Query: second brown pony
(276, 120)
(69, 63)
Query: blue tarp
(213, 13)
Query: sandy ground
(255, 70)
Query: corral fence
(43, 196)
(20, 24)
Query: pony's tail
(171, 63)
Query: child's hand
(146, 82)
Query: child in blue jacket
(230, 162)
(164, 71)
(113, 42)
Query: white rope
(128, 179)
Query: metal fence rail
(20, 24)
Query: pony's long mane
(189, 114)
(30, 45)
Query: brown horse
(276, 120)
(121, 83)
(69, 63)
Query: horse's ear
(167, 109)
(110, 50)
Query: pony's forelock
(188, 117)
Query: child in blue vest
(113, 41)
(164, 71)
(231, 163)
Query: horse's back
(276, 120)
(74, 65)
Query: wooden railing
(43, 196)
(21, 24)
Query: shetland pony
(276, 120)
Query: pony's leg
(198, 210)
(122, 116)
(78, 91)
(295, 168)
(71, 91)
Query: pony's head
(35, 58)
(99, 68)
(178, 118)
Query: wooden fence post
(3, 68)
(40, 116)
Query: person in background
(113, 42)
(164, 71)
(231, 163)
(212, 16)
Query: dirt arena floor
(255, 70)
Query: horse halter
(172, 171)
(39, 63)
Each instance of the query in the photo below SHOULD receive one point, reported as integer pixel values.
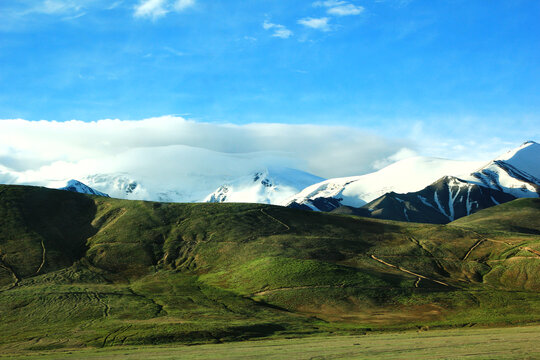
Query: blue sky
(388, 66)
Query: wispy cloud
(316, 23)
(279, 31)
(151, 8)
(339, 8)
(181, 5)
(155, 9)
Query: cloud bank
(194, 156)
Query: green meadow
(110, 277)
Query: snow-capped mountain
(510, 176)
(517, 172)
(444, 201)
(407, 175)
(77, 186)
(270, 186)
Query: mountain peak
(79, 187)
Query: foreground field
(502, 343)
(89, 272)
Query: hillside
(81, 270)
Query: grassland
(78, 271)
(505, 343)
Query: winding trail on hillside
(408, 271)
(266, 292)
(9, 269)
(273, 218)
(478, 243)
(483, 238)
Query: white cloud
(158, 8)
(151, 8)
(316, 23)
(195, 157)
(339, 8)
(181, 5)
(279, 31)
(403, 153)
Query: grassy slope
(130, 272)
(505, 343)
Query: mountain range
(417, 189)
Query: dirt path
(295, 288)
(9, 269)
(407, 271)
(483, 238)
(273, 218)
(43, 254)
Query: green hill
(78, 270)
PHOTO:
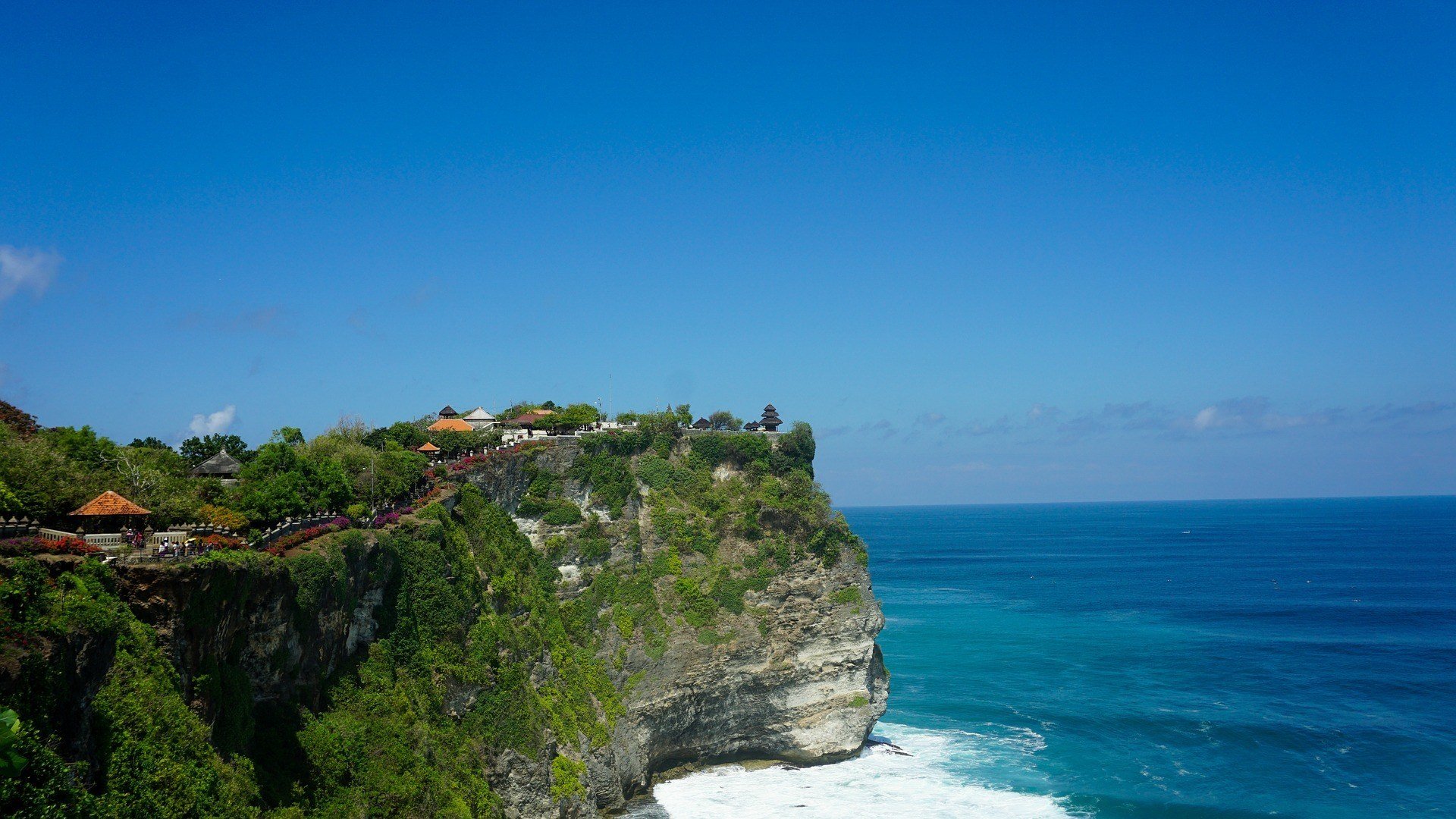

◆ WHAT YOU SHOULD DO ◆
Starting with the line that contains "Query: person in background" and going on through the last of the lines above, write those lines out again, requests included. Multiply every point coordinate in the answers by 0.55 and round to whole numbers, with halves going up. Leave the pictures out.

◆ TASK OUTPUT ◆
Query: person in background
(62, 23)
(90, 39)
(127, 90)
(117, 9)
Query: dirt arena floor
(140, 39)
Query: horse halter
(95, 94)
(21, 35)
Each instance of the query in the photo below SHOULD receive one point, reported as integer pixel values.
Query: blue sky
(213, 36)
Query: wispy cloud
(174, 13)
(153, 17)
(83, 4)
(186, 4)
(100, 3)
(85, 5)
Query: cloud bank
(107, 86)
Query: green meadow
(61, 152)
Query: snow-capped mountain
(281, 97)
(284, 95)
(244, 111)
(224, 96)
(42, 102)
(149, 102)
Query: mountain peak
(43, 103)
Query: foreground field
(276, 189)
(49, 150)
Query: hillside
(45, 149)
Query: grassland
(43, 149)
(278, 189)
Query: winding trail on hillside
(224, 149)
(146, 161)
(5, 148)
(150, 120)
(263, 134)
(266, 131)
Query: white cloud
(87, 4)
(83, 4)
(174, 13)
(107, 86)
(186, 4)
(100, 3)
(153, 17)
(222, 84)
Query: grassy slope
(72, 150)
(278, 189)
Query: mountain range
(229, 104)
Query: dirt path
(162, 158)
(5, 148)
(224, 149)
(266, 131)
(150, 120)
(24, 140)
Query: green hill
(43, 149)
PHOTO:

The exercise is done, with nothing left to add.